• _PROBLEM DESCRIPTION_
Reproduce each row below verbatim, leaving out the pictures.

• _RECORD EXCERPTS_
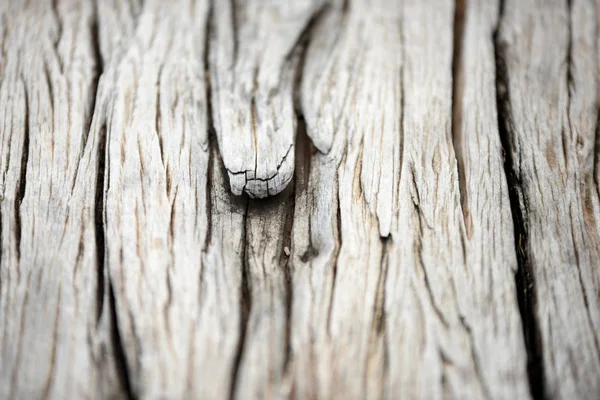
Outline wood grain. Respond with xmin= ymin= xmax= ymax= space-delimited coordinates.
xmin=0 ymin=0 xmax=600 ymax=400
xmin=498 ymin=1 xmax=600 ymax=399
xmin=0 ymin=0 xmax=122 ymax=399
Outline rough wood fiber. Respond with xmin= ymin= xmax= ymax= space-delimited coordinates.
xmin=0 ymin=0 xmax=600 ymax=399
xmin=498 ymin=1 xmax=600 ymax=399
xmin=384 ymin=1 xmax=528 ymax=398
xmin=95 ymin=1 xmax=244 ymax=398
xmin=210 ymin=0 xmax=323 ymax=198
xmin=0 ymin=0 xmax=125 ymax=399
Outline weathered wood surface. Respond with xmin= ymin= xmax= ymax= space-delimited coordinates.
xmin=0 ymin=0 xmax=600 ymax=399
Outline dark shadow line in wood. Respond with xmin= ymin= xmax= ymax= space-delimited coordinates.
xmin=15 ymin=75 xmax=31 ymax=262
xmin=451 ymin=0 xmax=472 ymax=244
xmin=108 ymin=284 xmax=138 ymax=400
xmin=492 ymin=0 xmax=546 ymax=400
xmin=229 ymin=197 xmax=252 ymax=400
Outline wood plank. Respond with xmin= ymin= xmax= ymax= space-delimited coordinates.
xmin=384 ymin=1 xmax=528 ymax=398
xmin=498 ymin=1 xmax=600 ymax=399
xmin=98 ymin=0 xmax=245 ymax=398
xmin=291 ymin=1 xmax=528 ymax=398
xmin=210 ymin=0 xmax=323 ymax=198
xmin=0 ymin=0 xmax=122 ymax=399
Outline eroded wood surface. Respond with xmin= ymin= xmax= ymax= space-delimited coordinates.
xmin=0 ymin=0 xmax=600 ymax=399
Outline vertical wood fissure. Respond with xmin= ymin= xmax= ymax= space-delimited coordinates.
xmin=492 ymin=0 xmax=546 ymax=400
xmin=108 ymin=277 xmax=137 ymax=400
xmin=451 ymin=0 xmax=469 ymax=234
xmin=229 ymin=200 xmax=252 ymax=400
xmin=15 ymin=75 xmax=31 ymax=260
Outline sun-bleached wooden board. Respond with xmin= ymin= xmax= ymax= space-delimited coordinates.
xmin=0 ymin=0 xmax=600 ymax=399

• _THE OUTPUT_
Outline wood grain. Respond with xmin= ymin= xmax= ymax= space-delimited coordinates.
xmin=0 ymin=0 xmax=600 ymax=400
xmin=498 ymin=1 xmax=600 ymax=399
xmin=0 ymin=0 xmax=122 ymax=399
Outline rough wood fiber. Respond with xmin= ymin= xmax= ymax= space-delimited coordinates.
xmin=0 ymin=0 xmax=600 ymax=399
xmin=498 ymin=1 xmax=600 ymax=399
xmin=384 ymin=1 xmax=528 ymax=398
xmin=95 ymin=1 xmax=244 ymax=398
xmin=210 ymin=0 xmax=323 ymax=198
xmin=0 ymin=0 xmax=125 ymax=399
Outline weathered wood surface. Respond with xmin= ymin= xmax= ymax= space-delimited coordinates.
xmin=0 ymin=0 xmax=600 ymax=399
Outline dark shadow line in wood. Respond with xmin= ymin= xmax= ymax= space-delimited coordinates.
xmin=15 ymin=75 xmax=31 ymax=262
xmin=451 ymin=0 xmax=472 ymax=244
xmin=108 ymin=284 xmax=138 ymax=400
xmin=492 ymin=0 xmax=546 ymax=400
xmin=229 ymin=197 xmax=252 ymax=400
Outline wood plank. Respond with xmin= ymin= xmax= ymax= space-delimited coordinates.
xmin=384 ymin=1 xmax=528 ymax=398
xmin=498 ymin=1 xmax=600 ymax=399
xmin=98 ymin=0 xmax=245 ymax=398
xmin=291 ymin=1 xmax=528 ymax=398
xmin=210 ymin=0 xmax=323 ymax=198
xmin=0 ymin=0 xmax=122 ymax=399
Outline eroded wood surface. Respond with xmin= ymin= xmax= ymax= space-delimited coordinates.
xmin=0 ymin=0 xmax=600 ymax=399
Outline vertical wood fissure. Respond with xmin= ymin= xmax= ymax= space-delimited coordinates.
xmin=492 ymin=0 xmax=546 ymax=400
xmin=108 ymin=277 xmax=137 ymax=400
xmin=451 ymin=0 xmax=469 ymax=234
xmin=229 ymin=200 xmax=252 ymax=400
xmin=15 ymin=75 xmax=31 ymax=260
Outline sun-bleached wooden board. Respond with xmin= ymin= xmax= ymax= space-delimited coordinates.
xmin=0 ymin=0 xmax=600 ymax=399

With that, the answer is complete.